Job:
Rewrite all the records below as a two-column CSV with the header row text,answer and one row per record. Put each field in double quotes and replace line breaks inside a field with spaces.

Raw data:

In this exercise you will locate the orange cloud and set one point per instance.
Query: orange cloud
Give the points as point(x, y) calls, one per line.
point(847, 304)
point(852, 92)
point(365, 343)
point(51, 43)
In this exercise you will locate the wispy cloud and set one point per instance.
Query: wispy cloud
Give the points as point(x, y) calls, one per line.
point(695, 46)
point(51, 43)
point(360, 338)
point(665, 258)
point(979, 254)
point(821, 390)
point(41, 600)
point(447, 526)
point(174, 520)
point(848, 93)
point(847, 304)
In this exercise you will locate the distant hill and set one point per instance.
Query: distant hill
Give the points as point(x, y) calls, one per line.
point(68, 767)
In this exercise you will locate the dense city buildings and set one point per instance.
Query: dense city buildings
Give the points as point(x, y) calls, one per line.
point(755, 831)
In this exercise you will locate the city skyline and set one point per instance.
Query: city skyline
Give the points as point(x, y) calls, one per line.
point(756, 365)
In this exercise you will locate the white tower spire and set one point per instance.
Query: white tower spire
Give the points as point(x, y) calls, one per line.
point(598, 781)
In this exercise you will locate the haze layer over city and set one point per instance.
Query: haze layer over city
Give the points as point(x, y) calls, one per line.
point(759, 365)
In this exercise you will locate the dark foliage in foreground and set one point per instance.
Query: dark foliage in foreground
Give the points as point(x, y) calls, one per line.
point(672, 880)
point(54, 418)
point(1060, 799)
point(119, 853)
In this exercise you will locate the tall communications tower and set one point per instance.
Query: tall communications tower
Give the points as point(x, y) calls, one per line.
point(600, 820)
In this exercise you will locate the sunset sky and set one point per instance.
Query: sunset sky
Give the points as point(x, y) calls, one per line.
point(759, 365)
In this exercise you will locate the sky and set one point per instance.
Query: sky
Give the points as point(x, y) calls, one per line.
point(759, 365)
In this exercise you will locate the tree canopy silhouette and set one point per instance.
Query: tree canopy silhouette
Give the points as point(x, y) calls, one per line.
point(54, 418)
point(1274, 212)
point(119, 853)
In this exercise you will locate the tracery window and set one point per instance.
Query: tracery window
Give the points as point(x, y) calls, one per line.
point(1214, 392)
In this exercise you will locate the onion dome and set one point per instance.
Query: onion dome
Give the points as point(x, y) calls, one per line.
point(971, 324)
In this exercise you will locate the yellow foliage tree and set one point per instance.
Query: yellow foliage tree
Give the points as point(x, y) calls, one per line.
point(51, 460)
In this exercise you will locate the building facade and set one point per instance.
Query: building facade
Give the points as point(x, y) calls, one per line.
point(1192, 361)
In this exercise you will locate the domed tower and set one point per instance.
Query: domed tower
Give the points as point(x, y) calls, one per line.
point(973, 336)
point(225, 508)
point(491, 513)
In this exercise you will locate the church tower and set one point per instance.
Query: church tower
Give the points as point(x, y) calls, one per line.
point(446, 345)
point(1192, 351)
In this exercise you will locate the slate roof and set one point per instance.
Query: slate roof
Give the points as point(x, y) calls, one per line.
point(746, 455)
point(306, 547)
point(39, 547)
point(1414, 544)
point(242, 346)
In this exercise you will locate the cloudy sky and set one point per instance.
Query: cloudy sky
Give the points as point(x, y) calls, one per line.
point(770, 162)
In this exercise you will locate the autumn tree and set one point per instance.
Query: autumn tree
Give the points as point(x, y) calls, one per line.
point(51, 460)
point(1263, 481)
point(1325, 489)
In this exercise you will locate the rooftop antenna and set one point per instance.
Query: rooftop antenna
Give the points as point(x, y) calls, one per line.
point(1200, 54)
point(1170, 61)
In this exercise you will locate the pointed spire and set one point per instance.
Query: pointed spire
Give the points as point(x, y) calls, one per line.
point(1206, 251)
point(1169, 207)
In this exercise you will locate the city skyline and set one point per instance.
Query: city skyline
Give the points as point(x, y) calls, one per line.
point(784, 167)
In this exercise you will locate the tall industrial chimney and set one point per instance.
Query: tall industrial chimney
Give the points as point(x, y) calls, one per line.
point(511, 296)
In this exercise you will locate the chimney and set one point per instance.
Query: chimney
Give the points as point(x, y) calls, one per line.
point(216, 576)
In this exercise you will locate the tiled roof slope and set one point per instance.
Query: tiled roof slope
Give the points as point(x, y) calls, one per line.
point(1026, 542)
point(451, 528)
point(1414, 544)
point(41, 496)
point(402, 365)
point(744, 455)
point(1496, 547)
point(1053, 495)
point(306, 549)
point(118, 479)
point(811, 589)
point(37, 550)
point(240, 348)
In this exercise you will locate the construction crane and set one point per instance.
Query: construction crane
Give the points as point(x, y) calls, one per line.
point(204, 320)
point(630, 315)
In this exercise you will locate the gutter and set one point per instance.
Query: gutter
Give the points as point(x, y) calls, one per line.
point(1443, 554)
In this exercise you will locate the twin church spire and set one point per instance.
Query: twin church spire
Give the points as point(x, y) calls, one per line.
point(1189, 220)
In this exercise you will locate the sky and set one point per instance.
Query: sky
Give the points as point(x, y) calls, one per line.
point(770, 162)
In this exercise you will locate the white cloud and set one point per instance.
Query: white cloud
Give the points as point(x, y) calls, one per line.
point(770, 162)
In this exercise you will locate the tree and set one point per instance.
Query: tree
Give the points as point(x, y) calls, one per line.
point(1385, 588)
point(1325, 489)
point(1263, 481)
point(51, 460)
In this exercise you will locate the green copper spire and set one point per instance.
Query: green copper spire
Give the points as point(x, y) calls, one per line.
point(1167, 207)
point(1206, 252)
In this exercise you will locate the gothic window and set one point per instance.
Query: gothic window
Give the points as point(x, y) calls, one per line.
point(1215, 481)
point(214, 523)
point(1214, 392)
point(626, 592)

The solution:
text,answer
"In this exercise you will locate the orange cloud and set one point per instance. Query: orange cloud Give the points as point(x, y) calls, one per line.","point(847, 304) point(852, 92) point(365, 343) point(51, 43)"
"In this exercise you will locate the wispy cloud and set one point per instance. Query: wispy cloud Give the points as point(x, y) calls, one per line.","point(695, 46) point(51, 43) point(360, 338) point(665, 258) point(979, 254) point(821, 390) point(41, 600) point(447, 526) point(174, 520) point(848, 93) point(847, 304)"
"In this exercise you will locate the distant hill and set one point per instance. Query: distant hill Give the points as point(x, y) calls, one per line.","point(68, 767)"
"In this exercise you will locate the dense city buildings and set one point per instance. Query: dense city buildings Give the points as point(x, y) calls, one per line.","point(755, 831)"
"In this exercise you will locate the city skyline and set one point per instance. Query: city skyline Give the points as point(x, y) calls, one per line.","point(756, 365)"
"In this exercise you will locate the white tower spire and set one point per instance. Query: white tower spire Give the points as point(x, y) calls, one per line.","point(598, 781)"
"In this exercise you will locate the haze layer over city and set one point per instance. Query: haze layer over city Give the points as point(x, y) calls, one per line.","point(759, 365)"
"In this exercise you will locate the dark foliage in foreground and set one point per instance. Query: dark foliage in foreground Give the points as point(x, y) calls, one per line.","point(672, 880) point(54, 418) point(1060, 799) point(119, 853)"
"In this exercise you will locate the tall communications tower and set one point per instance. Query: tall communications tower Give the points as point(x, y) calls, one per line.","point(600, 820)"
"In this exercise you will locate the sunset sky and set one point per instance. Query: sunset sky Give the points as point(x, y) calls, one per line.","point(759, 365)"
"In this exercise you will locate the sky and set one point per instance. Query: sky Give the points as point(x, y) calls, one per line.","point(759, 365)"
"In this exercise you will locate the tree canopy silhouette and set one point per instance. Query: tree canopy silhouette Give the points as point(x, y) calls, one per line.","point(54, 418) point(1274, 212) point(119, 853)"
"In this exercise you will locate the tracery window and set one point per instance. Query: tracery window Give the points as point(x, y) calls, one per line.","point(1214, 392)"
"In this exercise you will locate the onion dome and set one point per instance. Query: onion dome Give the points as point(x, y) calls, one per line.","point(971, 324)"
"In this exercise you will locate the yellow foliage tree and set one point per instance. Query: yellow foliage tree Give the points as point(x, y) calls, one per line.","point(51, 460)"
"In this exercise you will locate the building facade and set one point per instance. Query: building facade Give the points as point(x, y) calls, one per line.","point(1192, 361)"
"In this exercise you will locate the domed tower and set one point per instance. Query: domed tower Give the points as point(x, y) calls, one per line.","point(973, 336) point(225, 508) point(491, 513)"
"In this exercise you will locate the church tower and set one point per instance. Query: church tower Give the points as point(x, y) calls, one per line.","point(446, 345) point(1192, 351)"
"In this exercise you will locate the slate roof and set one point per instance. Query: slate roof Give the points as point(x, y) calls, one per line.","point(746, 455) point(306, 547) point(39, 547) point(1414, 544) point(242, 346)"
"In this exercise you will locate the cloudy sky and set one point per instance. Query: cloudy sky Give the points as point(x, y) calls, one per line.","point(770, 162)"
"In this exercise you will locate the autumn tree and set one point per instance. Query: autumn tree Give the points as point(x, y) calls, one per line.","point(51, 460) point(1263, 481) point(1325, 489)"
"In this exercise you will locate the rooftop antenna and set one point per instance. Query: rooftop antenna Give the points as point(x, y) calls, one per line.","point(1200, 54) point(1170, 61)"
"In this exercise you will locate the pointed spire and set one point per instance. Query: pointed spire Give the points as point(x, y) calls, one per line.","point(1206, 251) point(1169, 207)"
"In this exercise you will locate the city skyline and set one point per instance. Query: city skyline Give the points as point(x, y) calls, one per line.","point(784, 167)"
"In this exercise you will locate the tall industrial chimney and set one point per instance. Query: tall industrial chimney Give the points as point(x, y) calls, one per line.","point(511, 296)"
"In this exercise you will locate the chimney and set one point per instance. Query: chimney Give the points as point(x, y) calls, one per line.","point(216, 576)"
"In this exercise you will locate the tiled roof slope and set one point per instance. Query: tiled roof slope Give the points as point(x, y) calls, one per line.","point(1026, 542) point(451, 528) point(1414, 544) point(41, 496) point(402, 365) point(744, 455) point(1496, 547) point(1053, 495) point(306, 549) point(118, 479) point(811, 589) point(37, 550) point(240, 348)"
"In this exercise you will locate the construction crane and set one point per instance. Query: construction crane Give the points as point(x, y) calls, one per line.","point(204, 320) point(630, 315)"
"In this exercise you will locate the gutter and set one point per instance. Query: gutter Give the points as point(x, y) calls, one per line.","point(1443, 554)"
"In this exercise you will locate the twin church spire and set one point per instance. Query: twin church spire Give the points as point(x, y) calls, one per line.","point(1189, 220)"
"In this exercise you will locate the sky and set one point per instance. Query: sky Give the points as point(x, y) calls, one per line.","point(770, 162)"
"In this exercise you will locate the white cloud and set one point per instance. Query: white cloud Give the points as point(x, y) calls, one per line.","point(770, 162)"
"In this exercise you will locate the tree and set one point per instance. Query: tree Give the points as point(x, y) calls, one per line.","point(1385, 588) point(1325, 489) point(1263, 481) point(51, 460)"
"In this exercise you will locate the green copper spire and set one point per instance. Query: green copper spire Give the points as point(x, y) calls, one per line.","point(1167, 207) point(1206, 252)"
"In this exercise you will locate the gothic window and set one point per instance. Query: gothic window Give the points as point(x, y) calls, one per line.","point(1215, 481) point(214, 523) point(1214, 392) point(626, 592)"